======== Passage shown
Multifocal versus monofocal intraocular lenses after cataract extraction

M Leyland, E Zinicola
Cochrane Database of Systematic Reviews 2001, (3): CD003169

BACKGROUND: Good unaided distance visual acuity is now a realistic expectation following cataract surgery and intraocular lens implantation. Near vision however still requires additional refractive power, usually in the form of reading glasses. Multiple optic (multifocal) intraocular lenses are available that are claimed to allow good vision at a range of distances. It is unclear whether this benefit outweighs the optical compromises inherent in multifocal intraocular lenses.

OBJECTIVES: The objective of this review is to assess the effects of multifocal intraocular lenses, including effects on visual acuity, subjective visual satisfaction, spectacle dependence, glare and contrast sensitivity, compared to standard monofocal lenses.
================
======== Supplied information
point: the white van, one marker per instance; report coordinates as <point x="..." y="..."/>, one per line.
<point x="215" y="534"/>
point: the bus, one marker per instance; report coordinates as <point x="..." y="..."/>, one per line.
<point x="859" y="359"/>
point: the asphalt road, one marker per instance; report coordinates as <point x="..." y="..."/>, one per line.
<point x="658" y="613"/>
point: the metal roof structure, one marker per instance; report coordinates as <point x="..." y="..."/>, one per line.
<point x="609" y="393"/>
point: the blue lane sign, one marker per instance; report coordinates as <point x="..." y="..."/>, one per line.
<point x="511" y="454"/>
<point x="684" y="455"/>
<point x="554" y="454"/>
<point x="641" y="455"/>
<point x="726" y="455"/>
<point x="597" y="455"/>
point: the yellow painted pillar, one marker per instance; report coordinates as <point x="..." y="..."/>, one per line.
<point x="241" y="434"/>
================
» Problem set:
**A)** In the review abstract on multifocal and monofocal intraocular lenses, what usually provides the additional refractive power needed for near vision?
**B)** Reproduce the part of the review abstract between "Multifocal versus monofocal" and "standard monofocal lenses.", inclusive, word for word.
**C)** Write the next part of the review abstract on multifocal versus monofocal intraocular lenses, beginning after its last sentence.
The lines have no connection to the text.

» Task results:
**A)** Reading glasses.

**B)**
Multifocal versus monofocal intraocular lenses after cataract extraction

M Leyland, E Zinicola
Cochrane Database of Systematic Reviews 2001, (3): CD003169

BACKGROUND: Good unaided distance visual acuity is now a realistic expectation following cataract surgery and intraocular lens implantation. Near vision however still requires additional refractive power, usually in the form of reading glasses. Multiple optic (multifocal) intraocular lenses are available that are claimed to allow good vision at a range of distances. It is unclear whether this benefit outweighs the optical compromises inherent in multifocal intraocular lenses.

OBJECTIVES: The objective of this review is to assess the effects of multifocal intraocular lenses, including effects on visual acuity, subjective visual satisfaction, spectacle dependence, glare and contrast sensitivity, compared to standard monofocal lenses.

**C)**
SEARCH STRATEGY: We searched the Cochrane Controlled Trials Register - CENTRAL (which includes the Cochrane Eyes and Vision Group specialised register), MEDLINE and EMBASE. The reference lists of relevant articles were searched. Investigators of included studies and manufacturers of multifocal intraocular lenses were contacted for information about additional published and unpublished studies.

SELECTION CRITERIA: All randomised controlled trials comparing a multifocal intraocular lens of any type with a monofocal intraocular lens as control were included. Both unilateral and bilateral implantation trials were included.

DATA COLLECTION AND ANALYSIS: Data were collected and trial quality assessed. Where possible, statistical summary measures were calculated, otherwise data were tabulated.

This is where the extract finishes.